**The problem**
Please pull out each line in the records below that contains the string "wing" and copy it over unchanged. Case matters when matching.

**Material for the task**

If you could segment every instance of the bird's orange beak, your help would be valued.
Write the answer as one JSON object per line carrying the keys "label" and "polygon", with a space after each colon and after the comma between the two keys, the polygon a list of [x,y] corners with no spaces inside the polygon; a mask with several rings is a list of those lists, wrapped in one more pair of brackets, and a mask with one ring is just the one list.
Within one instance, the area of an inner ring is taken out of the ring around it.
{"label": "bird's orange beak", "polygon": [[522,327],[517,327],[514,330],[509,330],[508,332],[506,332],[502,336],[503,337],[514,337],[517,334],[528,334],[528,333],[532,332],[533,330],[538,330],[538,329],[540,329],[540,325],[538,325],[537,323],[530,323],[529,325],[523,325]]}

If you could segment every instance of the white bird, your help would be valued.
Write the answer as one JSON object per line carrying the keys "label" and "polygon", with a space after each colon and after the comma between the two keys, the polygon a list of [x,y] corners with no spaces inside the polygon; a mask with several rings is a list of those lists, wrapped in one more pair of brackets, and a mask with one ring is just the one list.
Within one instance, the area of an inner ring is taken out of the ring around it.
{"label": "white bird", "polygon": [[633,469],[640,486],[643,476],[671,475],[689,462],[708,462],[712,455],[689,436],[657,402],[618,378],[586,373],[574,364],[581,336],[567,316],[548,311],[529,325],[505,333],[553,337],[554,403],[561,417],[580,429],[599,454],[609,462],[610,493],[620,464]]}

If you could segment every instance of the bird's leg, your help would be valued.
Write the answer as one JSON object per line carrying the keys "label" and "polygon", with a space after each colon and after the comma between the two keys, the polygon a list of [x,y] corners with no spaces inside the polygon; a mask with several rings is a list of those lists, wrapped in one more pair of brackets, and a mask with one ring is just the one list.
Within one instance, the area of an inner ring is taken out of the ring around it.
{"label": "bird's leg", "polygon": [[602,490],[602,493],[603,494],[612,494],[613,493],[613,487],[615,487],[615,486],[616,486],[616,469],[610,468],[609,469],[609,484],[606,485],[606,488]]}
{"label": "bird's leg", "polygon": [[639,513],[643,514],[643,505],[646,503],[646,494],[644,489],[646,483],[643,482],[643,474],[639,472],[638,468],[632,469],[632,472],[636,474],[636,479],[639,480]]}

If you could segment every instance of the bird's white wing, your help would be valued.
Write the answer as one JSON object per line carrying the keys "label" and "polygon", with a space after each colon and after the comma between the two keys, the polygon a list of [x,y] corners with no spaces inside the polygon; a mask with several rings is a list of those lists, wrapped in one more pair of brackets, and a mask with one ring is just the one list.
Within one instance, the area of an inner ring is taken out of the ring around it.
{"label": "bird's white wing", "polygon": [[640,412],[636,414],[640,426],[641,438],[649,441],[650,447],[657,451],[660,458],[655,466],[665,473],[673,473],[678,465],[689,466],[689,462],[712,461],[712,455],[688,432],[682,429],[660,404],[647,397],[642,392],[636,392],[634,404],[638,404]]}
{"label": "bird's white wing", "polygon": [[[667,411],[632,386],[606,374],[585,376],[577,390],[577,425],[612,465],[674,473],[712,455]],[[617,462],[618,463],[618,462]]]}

**Final answer**
If you could segment every instance of the bird's white wing, your help would be valued.
{"label": "bird's white wing", "polygon": [[640,412],[636,414],[640,426],[641,438],[649,441],[650,447],[657,451],[660,458],[655,466],[665,473],[673,473],[678,465],[689,466],[689,462],[712,461],[712,455],[688,432],[682,429],[660,404],[647,397],[642,392],[636,392],[634,404],[638,404]]}
{"label": "bird's white wing", "polygon": [[[667,411],[632,386],[606,374],[585,376],[577,390],[577,425],[612,465],[674,473],[712,455]],[[617,462],[618,463],[618,462]]]}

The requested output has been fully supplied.